* **Tarefas a fazer**:
a: Indique todas as posições a que é possível concorrer, segundo o texto sobre a conversa entre a ABIC e a FCT.
b: No texto sobre a conversa entre a ABIC e a FCT, porque é que a ABIC quer que as licenças sejam tidas em conta já no momento da candidatura? Responda em uma a três frases.
c: Prolongue o texto sobre a conversa entre a ABIC e a FCT a partir do ponto em que termina.

* **Texto fornecido**:
******************************
Por último, a ABIC questionou a FCT relativamente à situação de discriminação dos trabalhadores científicos que, por diversos motivos (e.g. licenças de parentalidade, licenças por doença, períodos de trabalho noutro sector, etc.), têm o Doutoramento há mais de cinco anos mas que, na realidade, não completam 5 anos enquanto investigadores e, por isso, deveriam poder candidatar-se à posição de “Investigador Júnior” de forma a concorrer em condições de equidade com os colegas. A FCT referiu que a conjuntura é complexa e que foi necessário salvaguardar também quem nos últimos cinco anos concluiu o seu Doutoramento e partia para este concurso em desvantagem com colegas que obtiveram o Doutoramento há mais tempo. Apesar de não estar regulamentado, a FCT garantiu que as licenças e outros motivos de afastamento vão ser tidos em conta na avaliação e estarão presentes no guião entregue aos avaliadores. A título de exemplo, se o avaliador tiver orientação para ter em consideração os últimos cinco anos de actividade e um candidato tiver tido um ano de licença, apenas os restantes quatro anos serão contabilizados para efeitos de avaliação. A ABIC referiu que, tendo em conta as baixíssimas taxas de aprovação, os critérios não têm forma de ser objectivos a partir de determinado ponto. Nesse sentido, reforçámos que este tipo de situações têm de estar acauteladas no Regulamento do Emprego Científico, não deixando apenas para uma fase posterior de avaliação. A ABIC reitera a sua posição anterior, manifesta em comunicado, considerando que estas licenças e condicionantes devem ser tidas em conta no momento de candidatura pois é esse o momento em que se define a posição à qual concorrer (Investigador Júnior, Auxiliar, Principal ou Coordenador), e que será diferente das demais em termos de critérios de elegibilidade e de avaliação.
******************************
(Itens de uma fonte de dados)
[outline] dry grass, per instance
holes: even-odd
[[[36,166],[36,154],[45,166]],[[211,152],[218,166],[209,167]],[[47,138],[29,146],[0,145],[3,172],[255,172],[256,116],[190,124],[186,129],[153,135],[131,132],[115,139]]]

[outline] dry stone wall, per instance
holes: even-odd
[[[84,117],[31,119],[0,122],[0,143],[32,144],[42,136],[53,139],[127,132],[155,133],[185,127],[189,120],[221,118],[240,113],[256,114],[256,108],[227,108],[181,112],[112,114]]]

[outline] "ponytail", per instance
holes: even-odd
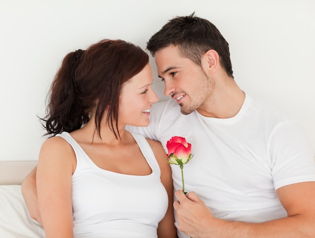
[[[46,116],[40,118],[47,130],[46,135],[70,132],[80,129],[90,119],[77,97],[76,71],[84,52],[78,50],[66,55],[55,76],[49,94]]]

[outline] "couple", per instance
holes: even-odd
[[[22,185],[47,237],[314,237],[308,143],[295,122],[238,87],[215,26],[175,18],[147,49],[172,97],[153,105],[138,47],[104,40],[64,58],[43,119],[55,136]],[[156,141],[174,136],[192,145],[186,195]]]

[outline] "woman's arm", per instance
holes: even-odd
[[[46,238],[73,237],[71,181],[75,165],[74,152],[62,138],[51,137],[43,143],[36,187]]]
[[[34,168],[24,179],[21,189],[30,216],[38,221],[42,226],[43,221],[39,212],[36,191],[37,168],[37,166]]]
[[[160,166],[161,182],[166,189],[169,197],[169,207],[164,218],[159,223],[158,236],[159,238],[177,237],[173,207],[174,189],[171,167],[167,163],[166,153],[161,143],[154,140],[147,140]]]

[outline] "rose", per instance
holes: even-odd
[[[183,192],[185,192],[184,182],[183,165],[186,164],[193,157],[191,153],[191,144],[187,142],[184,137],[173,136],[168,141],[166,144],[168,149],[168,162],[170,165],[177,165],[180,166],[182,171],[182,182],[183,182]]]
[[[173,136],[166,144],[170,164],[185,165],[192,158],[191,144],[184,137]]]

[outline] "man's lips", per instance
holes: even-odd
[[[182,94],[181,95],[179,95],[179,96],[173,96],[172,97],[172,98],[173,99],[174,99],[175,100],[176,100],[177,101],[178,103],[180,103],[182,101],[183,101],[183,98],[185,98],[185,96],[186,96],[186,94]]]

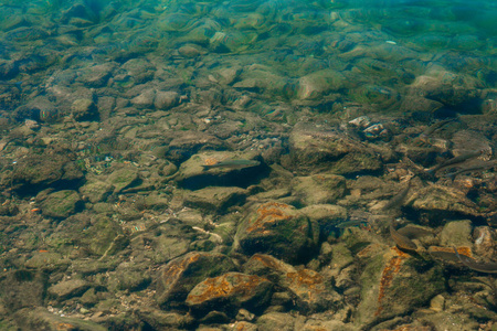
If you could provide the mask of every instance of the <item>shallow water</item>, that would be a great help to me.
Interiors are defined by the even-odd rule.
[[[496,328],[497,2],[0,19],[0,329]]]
******************************
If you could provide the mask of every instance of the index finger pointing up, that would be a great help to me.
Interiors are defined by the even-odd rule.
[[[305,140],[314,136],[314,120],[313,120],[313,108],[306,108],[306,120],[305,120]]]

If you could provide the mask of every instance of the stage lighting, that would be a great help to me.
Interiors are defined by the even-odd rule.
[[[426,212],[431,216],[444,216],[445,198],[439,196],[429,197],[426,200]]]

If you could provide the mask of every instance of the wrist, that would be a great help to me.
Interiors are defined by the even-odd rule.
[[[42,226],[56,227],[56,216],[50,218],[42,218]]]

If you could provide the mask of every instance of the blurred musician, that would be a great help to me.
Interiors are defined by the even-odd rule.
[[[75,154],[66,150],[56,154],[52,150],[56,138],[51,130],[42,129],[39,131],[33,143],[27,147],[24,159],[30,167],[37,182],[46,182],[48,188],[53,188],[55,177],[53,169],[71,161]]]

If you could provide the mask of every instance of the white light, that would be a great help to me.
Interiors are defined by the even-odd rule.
******************************
* **Lista de respostas**:
a: Investigador Júnior, Auxiliar, Principal e Coordenador.

b: Porque é no momento da candidatura que se define a posição a que cada pessoa concorre. Essa posição tem critérios de elegibilidade e de avaliação diferentes das outras.

c:
Aos olhos de hoje, o ontem conquistado parece sempre que foi oferecido. Mas foi sempre através da luta que tudo foi conseguido. E é com confiança que a ABIC luta, em nome de todos os bolseiros, independentemente da sua tipologia de bolsas e da fase das suas carreiras, e de todos os investigadores precários, como iguais. Iguais perante a mais fundamental justiça do direito ao contrato de trabalho e do direito de acesso a uma carreira. Não há seniores nem juniores perante esta justiça. E essa justiça só virá a ser feita enquanto lutarmos por ela.